WORK TO DO =>
A - In the OCFA pay analysis, what share of all full-time personnel worked in the Operations department during 2018?
B - Please reproduce the stretch of the OCFA pay analysis from "The remainder of" through "So here goes.", word for word.

PAGE =>
The remainder of this analysis will report on how an annual salaries and benefits budget of nearly $400 million translates into individual compensation profiles for the average full-time firefighter employed by OCFA. These numbers are not presented with an aim to criticize these levels of compensation, but merely to provide the information, because this information is not readily available either to local elected officials or to the general public. It is uncertain, frankly, whether or not even the managing board of OCERS sees compensation profiles presented from this perspective. So here goes.
OCFA’s Average Pay and Benefits for Full-Time Employees
Using 2018 data provided by the California State Controller, it is possible to compile OCFA individual compensation averages both for categories of pay and benefits and also by department. Because detailed pay records are downloadable by individual payees, it is also possible to isolate the full-time employees. Failure to provide averages that are limited to full-time employees has often been a source of misleading information.
To develop representative averages that accurately represent what full-time OCFA employees make, four criteria have been employed: (1) verify that a record’s “base pay” is equal or greater than the “minimum pay for position,” (2) verify that the “base pay” is in excess of $30,000, (3) verify that the “pension benefit” field is not zero, and (3) verify that the “health dental vision benefit” field is not zero. While there are cases where full-time employees will be excluded using these criteria, especially 1 and 2, these are typically individuals who did not work a full year, making their data unrepresentative. In fact, individuals whose actual rate of pay may have exceeded the minimum may have in fact still only worked a partial year, so if anything, applying this criteria to screen individual records may still yield averages that are skewed lower than the actual reality. Here then are the average salaries for OCFA’s full-time employees:
As can be seen on the above chart, the largest department within OCFA is Operations, comprising 74 percent of all full-time personnel during 2018. The average pay and benefits package for these employees totaled $241,230 during 2018. As can be seen, their base pay averaged $98,876, but was augmented by “other pay” of $26,560, meaning that total pay, not taking into account the cost of benefits or overtime, averaged $125,436 for the average full-time Operations employee. On top of that, overtime averaged $59,672 per full-time employee, making their average pay before benefits $185,102.

RECORDED INFORMATION =>
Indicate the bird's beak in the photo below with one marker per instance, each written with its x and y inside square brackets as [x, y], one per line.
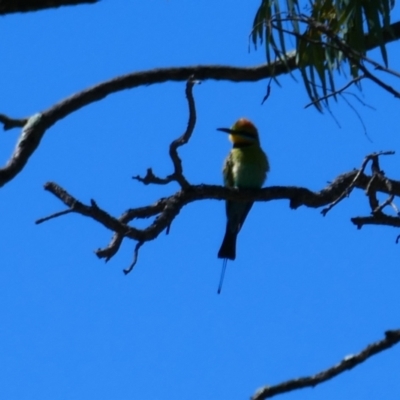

WORKED SOLUTIONS =>
A - 74 percent

B -
The remainder of this analysis will report on how an annual salaries and benefits budget of nearly $400 million translates into individual compensation profiles for the average full-time firefighter employed by OCFA. These numbers are not presented with an aim to criticize these levels of compensation, but merely to provide the information, because this information is not readily available either to local elected officials or to the general public. It is uncertain, frankly, whether or not even the managing board of OCERS sees compensation profiles presented from this perspective. So here goes.